### Deine Aufgabe
Zeige jede Zeile der nachstehenden Datensätze unverändert, in der das Wort „capybara“ vorkommt. Groß- und Kleinschreibung ist dabei zu beachten.

### Extrahierte Daten

┄┄┄┄┄┄┄┄┄┄

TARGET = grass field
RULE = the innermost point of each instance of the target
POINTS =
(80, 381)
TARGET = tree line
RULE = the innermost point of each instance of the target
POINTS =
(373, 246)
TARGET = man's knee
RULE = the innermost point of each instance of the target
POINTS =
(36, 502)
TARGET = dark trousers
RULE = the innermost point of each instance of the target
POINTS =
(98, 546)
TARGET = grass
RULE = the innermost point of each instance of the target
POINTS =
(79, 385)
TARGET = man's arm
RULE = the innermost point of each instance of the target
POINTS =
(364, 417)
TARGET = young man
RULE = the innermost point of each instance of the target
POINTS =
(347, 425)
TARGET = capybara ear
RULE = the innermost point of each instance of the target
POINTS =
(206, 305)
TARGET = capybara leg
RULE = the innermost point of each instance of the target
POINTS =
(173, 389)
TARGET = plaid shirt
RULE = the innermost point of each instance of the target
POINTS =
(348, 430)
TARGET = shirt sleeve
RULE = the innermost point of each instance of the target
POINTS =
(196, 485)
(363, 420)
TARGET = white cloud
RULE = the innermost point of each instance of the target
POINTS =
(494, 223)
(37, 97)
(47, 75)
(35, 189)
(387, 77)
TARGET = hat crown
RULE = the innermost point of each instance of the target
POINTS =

┄┄┄┄┄┄┄┄┄┄

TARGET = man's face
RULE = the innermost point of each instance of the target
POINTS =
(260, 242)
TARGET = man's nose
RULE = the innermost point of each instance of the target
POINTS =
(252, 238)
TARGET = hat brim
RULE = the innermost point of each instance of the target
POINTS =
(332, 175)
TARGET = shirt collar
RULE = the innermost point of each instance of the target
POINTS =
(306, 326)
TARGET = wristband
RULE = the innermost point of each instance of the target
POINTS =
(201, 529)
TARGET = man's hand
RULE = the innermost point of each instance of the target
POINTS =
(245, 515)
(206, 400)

┄┄┄┄┄┄┄┄┄┄

### Lösung
TARGET = capybara ear
TARGET = capybara leg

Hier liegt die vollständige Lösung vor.